Yes, maybe it is a good idea to limit containers to only have a sane number
of secure guests, so that a malicious pod cannot consume all IDs by calling
CREATE_VM and KVM_PV_ENABLE million times or so.
Peter Gonda Oct. 1, 2020, 6:08 p.m. UTC | #8
On Thu, Sep 24, 2020 at 1:55 PM Tom Lendacky <thomas.lendacky@amd.com> wrote:
>
> On 9/24/20 2:21 PM, Sean Christopherson wrote:
> > On Tue, Sep 22, 2020 at 02:14:04PM -0700, Vipin Sharma wrote:
> >> On Mon, Sep 21, 2020 at 06:48:38PM -0700, Sean Christopherson wrote:
> >>> On Mon, Sep 21, 2020 at 05:40:22PM -0700, Vipin Sharma wrote:
> >>>> Hello,
> >>>>
> >>>> This patch series adds a new SEV controller for tracking and limiting
> >>>> the usage of SEV ASIDs on the AMD SVM platform.
> >>>>
> >>>> SEV ASIDs are used in creating encrypted VM and lightweight sandboxes
> >>>> but this resource is in very limited quantity on a host.
> >>>>
> >>>> This limited quantity creates issues like SEV ASID starvation and
> >>>> unoptimized scheduling in the cloud infrastructure.
> >>>>
> >>>> SEV controller provides SEV ASID tracking and resource control
> >>>> mechanisms.
> >>>
> >>> This should be genericized to not be SEV specific.  TDX has a similar
> >>> scarcity issue in the form of key IDs, which IIUC are analogous to SEV ASIDs
> >>> (gave myself a quick crash course on SEV ASIDs).  Functionally, I doubt it
> >>> would change anything, I think it'd just be a bunch of renaming.  The hardest
> >>> part would probably be figuring out a name :-).

_Information given_.
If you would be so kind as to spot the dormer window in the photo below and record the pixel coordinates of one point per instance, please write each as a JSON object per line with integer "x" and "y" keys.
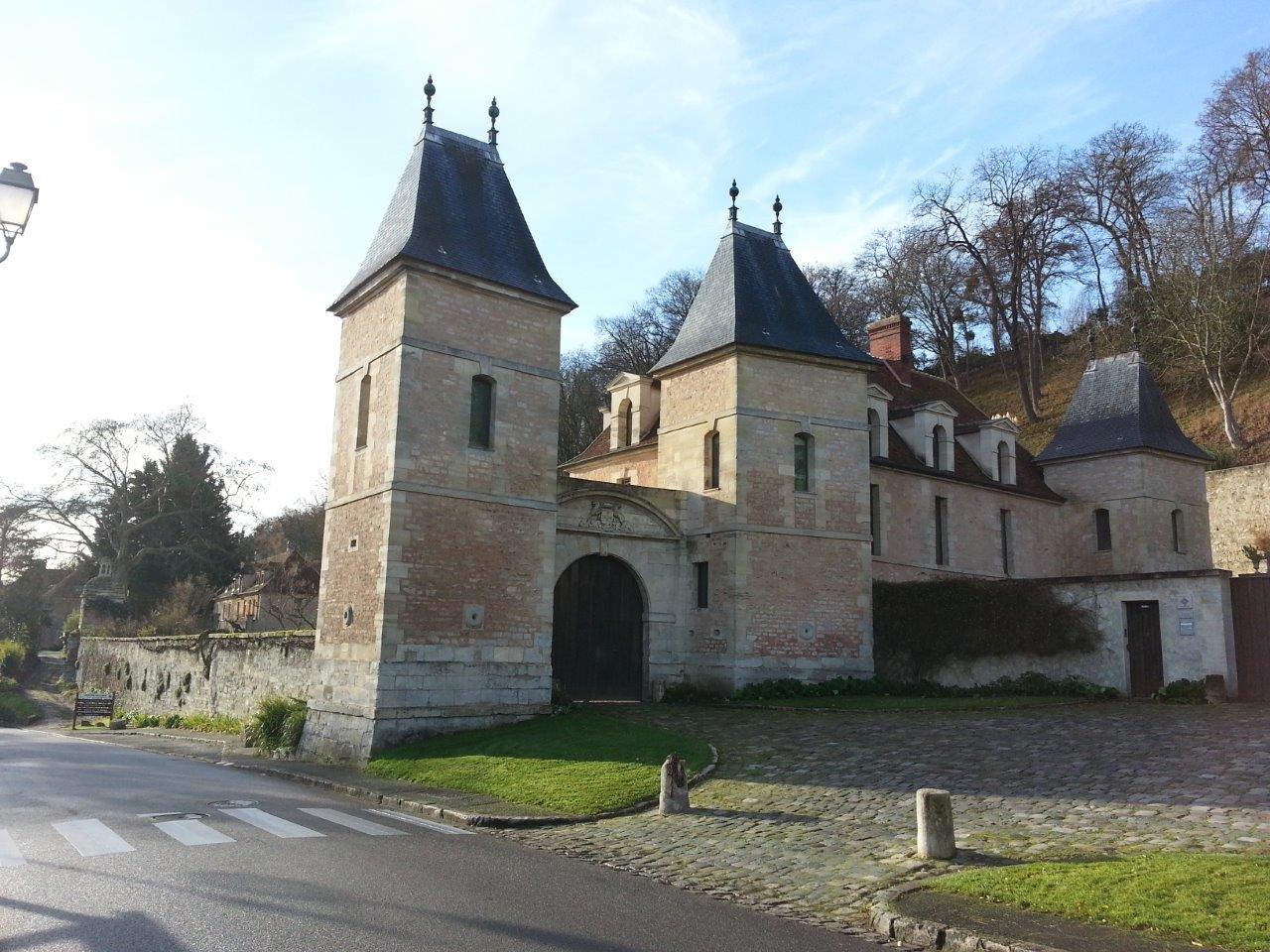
==
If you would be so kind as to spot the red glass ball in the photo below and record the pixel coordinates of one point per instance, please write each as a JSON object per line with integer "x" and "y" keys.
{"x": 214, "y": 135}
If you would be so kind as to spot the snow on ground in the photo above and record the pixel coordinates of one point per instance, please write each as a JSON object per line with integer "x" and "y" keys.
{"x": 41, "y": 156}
==
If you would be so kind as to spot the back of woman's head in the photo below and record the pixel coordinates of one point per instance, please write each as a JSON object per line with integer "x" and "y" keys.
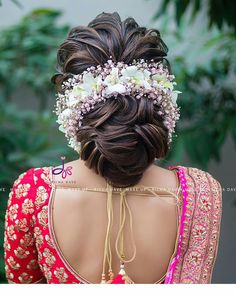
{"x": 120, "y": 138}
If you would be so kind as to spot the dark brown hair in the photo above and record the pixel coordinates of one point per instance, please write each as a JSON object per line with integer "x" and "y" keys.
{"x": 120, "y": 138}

_Set of tasks_.
1: Retype the stretch of the SEV controller thread from "Peter Gonda Oct." through "quantity on a host.".
2: In the SEV controller thread, what scarce resource in TDX is described as analogous to SEV ASIDs?
The listing comes from a different source than the SEV controller thread.

_Solutions_.
1:
Peter Gonda Oct. 1, 2020, 6:08 p.m. UTC | #8
On Thu, Sep 24, 2020 at 1:55 PM Tom Lendacky <thomas.lendacky@amd.com> wrote:
>
> On 9/24/20 2:21 PM, Sean Christopherson wrote:
> > On Tue, Sep 22, 2020 at 02:14:04PM -0700, Vipin Sharma wrote:
> >> On Mon, Sep 21, 2020 at 06:48:38PM -0700, Sean Christopherson wrote:
> >>> On Mon, Sep 21, 2020 at 05:40:22PM -0700, Vipin Sharma wrote:
> >>>> Hello,
> >>>>
> >>>> This patch series adds a new SEV controller for tracking and limiting
> >>>> the usage of SEV ASIDs on the AMD SVM platform.
> >>>>
> >>>> SEV ASIDs are used in creating encrypted VM and lightweight sandboxes
> >>>> but this resource is in very limited quantity on a host.

2: Key IDs.